(Dataset rows on where objects appear)
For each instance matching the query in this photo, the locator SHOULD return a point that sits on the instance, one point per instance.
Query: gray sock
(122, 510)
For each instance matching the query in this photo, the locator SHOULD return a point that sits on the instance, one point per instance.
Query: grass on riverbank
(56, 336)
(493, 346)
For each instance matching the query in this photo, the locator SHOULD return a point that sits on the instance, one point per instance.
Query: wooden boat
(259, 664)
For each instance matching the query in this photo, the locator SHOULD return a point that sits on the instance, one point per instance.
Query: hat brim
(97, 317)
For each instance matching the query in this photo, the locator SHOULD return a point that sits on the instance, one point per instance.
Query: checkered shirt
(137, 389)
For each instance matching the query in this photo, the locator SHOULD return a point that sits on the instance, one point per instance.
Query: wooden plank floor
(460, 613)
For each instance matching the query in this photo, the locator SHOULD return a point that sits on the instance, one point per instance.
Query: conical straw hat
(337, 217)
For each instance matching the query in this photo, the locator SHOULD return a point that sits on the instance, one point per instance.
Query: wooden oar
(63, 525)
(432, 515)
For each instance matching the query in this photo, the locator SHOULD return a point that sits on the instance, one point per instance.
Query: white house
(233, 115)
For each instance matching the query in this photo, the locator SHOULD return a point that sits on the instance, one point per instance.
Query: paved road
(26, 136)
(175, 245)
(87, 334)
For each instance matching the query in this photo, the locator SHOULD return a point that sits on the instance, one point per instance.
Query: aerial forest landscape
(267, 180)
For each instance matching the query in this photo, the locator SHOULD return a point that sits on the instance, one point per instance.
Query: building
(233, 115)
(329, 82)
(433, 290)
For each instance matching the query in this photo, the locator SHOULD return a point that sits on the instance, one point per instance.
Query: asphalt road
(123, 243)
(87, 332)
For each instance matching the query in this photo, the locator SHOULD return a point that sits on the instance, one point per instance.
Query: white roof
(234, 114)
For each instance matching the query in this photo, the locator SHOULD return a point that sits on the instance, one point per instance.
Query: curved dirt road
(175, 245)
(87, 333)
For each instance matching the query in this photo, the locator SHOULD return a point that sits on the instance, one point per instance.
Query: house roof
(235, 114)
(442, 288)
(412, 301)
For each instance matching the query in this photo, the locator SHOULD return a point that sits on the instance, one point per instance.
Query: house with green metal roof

### TASK BRIEF
Output the complete data exactly as written.

### RIGHT ANSWER
For each instance matching the query in this photo, the locator SHOULD return a point that sits on the instance, one point per instance.
Query: gray sock
(122, 510)
For each instance matching the query in this photo, the locator SHOULD return a point that sits on the instance, one point per instance.
Query: grass on riverbank
(56, 336)
(493, 346)
For each instance matching the query in this photo, the locator SHOULD return a point that sits on the instance, one point per instance.
Query: wooden boat
(259, 664)
For each instance matching the query in this photo, the locator SHOULD return a point that sits on the instance, one point per instance.
Query: hat brim
(97, 317)
For each instance matching the query in this photo, the locator SHOULD return a point that sits on the instance, one point per instance.
Query: checkered shirt
(137, 389)
For each instance matching the query in this photo, the locator SHOULD return a point that sits on the instance, one point per instance.
Query: wooden plank floor
(460, 613)
For each instance matching the query in this photo, the locator SHOULD return a point that sits on the instance, one point per instance.
Query: conical straw hat
(337, 217)
For each instance matching the query in this photo, the locator SHOULD return a point that sits on the instance, one point per instance.
Query: wooden oar
(63, 525)
(432, 515)
For each instance matching the query in this photo, the locator SHOULD return a point that sits on the instance, one point per instance.
Query: white house
(233, 115)
For each instance matching the query in this photo, the locator SHOULD return a point that sits on the instance, one point per instance.
Query: paved road
(26, 136)
(175, 245)
(87, 334)
For each instance matching the query in this photo, the locator SHOULD return a point that sits on the instance, one point per instance.
Query: aerial forest landscape
(267, 180)
For each instance matching the query in this photo, the locator SHOULD return a point that sits on the instance, one point per instance.
Query: building
(233, 115)
(329, 82)
(433, 290)
For each instance matching the query in this photo, the locator SHOULD return a point that sits on the instance, one point per instance.
Query: asphalt road
(123, 243)
(87, 332)
For each instance matching the query in this photo, the locator SHOULD return a point that sits on the instance, one point per instance.
Query: white roof
(234, 114)
For each instance matching the query in this photo, the locator SHOULD return a point that sits on the instance, one point per instance.
Query: curved dirt road
(175, 245)
(87, 333)
For each instance matching the query in this photo, the locator SHOULD return a point that sits on the instance, one point per instance.
Query: house roof
(235, 114)
(442, 288)
(412, 301)
For each instance matching the query in this photo, the locator SHOULD return a point that sits on the instance, one point per instance.
Query: house with green metal roof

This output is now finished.